**TASK DETAILS**: Please rewrite the entries as a JSON list of strings, one string per line with blank lines left out, beginning at the first line of the entries and continuing through the line containing "[(61, 436)]", both ends included. Leave out everything after that line.

**INFORMATION PROVIDED**:
=-=-=

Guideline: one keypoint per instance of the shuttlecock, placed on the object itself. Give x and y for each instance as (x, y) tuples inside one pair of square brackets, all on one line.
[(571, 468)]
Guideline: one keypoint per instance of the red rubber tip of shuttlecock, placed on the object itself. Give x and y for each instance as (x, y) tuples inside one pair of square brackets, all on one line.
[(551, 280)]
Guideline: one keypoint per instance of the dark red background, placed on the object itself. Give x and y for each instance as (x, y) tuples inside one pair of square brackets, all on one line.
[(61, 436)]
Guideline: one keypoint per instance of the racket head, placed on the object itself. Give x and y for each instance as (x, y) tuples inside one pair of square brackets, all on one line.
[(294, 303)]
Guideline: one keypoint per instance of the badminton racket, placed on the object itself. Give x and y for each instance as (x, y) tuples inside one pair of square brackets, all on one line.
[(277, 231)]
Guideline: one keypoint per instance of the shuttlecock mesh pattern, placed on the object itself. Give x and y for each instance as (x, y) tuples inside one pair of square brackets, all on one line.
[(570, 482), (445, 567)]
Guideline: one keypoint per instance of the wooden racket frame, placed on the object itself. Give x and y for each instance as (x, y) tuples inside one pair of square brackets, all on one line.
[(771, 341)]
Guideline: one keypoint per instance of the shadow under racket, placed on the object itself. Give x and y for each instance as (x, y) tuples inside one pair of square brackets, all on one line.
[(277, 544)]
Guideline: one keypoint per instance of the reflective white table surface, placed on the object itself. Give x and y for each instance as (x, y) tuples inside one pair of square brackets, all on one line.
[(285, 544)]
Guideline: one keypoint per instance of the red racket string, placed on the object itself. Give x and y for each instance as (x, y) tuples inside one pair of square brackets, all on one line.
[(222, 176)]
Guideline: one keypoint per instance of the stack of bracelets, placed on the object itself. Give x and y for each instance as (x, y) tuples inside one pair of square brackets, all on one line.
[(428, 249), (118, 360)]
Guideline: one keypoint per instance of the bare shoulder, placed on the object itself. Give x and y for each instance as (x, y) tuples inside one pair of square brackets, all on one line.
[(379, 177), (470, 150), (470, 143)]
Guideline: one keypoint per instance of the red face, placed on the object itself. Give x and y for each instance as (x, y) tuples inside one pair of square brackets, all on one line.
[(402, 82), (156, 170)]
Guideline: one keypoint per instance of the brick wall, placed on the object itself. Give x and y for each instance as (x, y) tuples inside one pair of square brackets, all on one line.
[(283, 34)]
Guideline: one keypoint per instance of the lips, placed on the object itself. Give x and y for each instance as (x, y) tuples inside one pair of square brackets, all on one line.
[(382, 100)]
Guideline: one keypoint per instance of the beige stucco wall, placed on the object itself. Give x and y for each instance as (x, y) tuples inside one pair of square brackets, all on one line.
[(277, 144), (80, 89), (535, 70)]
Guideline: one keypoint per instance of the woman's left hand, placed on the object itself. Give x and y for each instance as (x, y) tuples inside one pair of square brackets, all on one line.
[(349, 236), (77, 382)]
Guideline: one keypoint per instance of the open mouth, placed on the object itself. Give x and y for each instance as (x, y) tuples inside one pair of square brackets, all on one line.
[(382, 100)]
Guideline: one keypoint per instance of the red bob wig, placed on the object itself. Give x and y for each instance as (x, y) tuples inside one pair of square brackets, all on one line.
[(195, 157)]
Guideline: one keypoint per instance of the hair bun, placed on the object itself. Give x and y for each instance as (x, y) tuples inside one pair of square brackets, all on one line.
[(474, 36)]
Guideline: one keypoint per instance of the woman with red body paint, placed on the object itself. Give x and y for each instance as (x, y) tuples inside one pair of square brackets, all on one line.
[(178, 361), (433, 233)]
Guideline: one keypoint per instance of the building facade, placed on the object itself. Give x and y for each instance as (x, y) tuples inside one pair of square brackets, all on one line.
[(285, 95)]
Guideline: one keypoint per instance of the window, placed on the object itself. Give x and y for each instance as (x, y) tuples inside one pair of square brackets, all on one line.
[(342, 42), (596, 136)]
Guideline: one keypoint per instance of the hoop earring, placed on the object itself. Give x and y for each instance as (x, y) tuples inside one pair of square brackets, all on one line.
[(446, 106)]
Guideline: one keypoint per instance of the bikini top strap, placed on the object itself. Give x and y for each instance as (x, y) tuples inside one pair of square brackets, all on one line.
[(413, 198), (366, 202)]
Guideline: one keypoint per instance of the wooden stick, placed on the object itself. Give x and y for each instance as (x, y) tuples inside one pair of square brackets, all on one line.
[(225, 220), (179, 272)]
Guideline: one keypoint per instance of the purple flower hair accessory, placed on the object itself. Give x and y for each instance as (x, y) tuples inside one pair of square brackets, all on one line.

=-=-=

**FINAL ANSWER**:
[
  "Guideline: one keypoint per instance of the shuttlecock, placed on the object itself. Give x and y for each instance as (x, y) tuples inside one pair of square brackets, all on one line.",
  "[(571, 468)]",
  "Guideline: one keypoint per instance of the red rubber tip of shuttlecock, placed on the object itself. Give x and y for each instance as (x, y) tuples inside one pair of square brackets, all on one line.",
  "[(551, 280)]",
  "Guideline: one keypoint per instance of the dark red background, placed on the object itself. Give x and y for each instance as (x, y) tuples inside one pair of square brackets, all on one line.",
  "[(61, 436)]"
]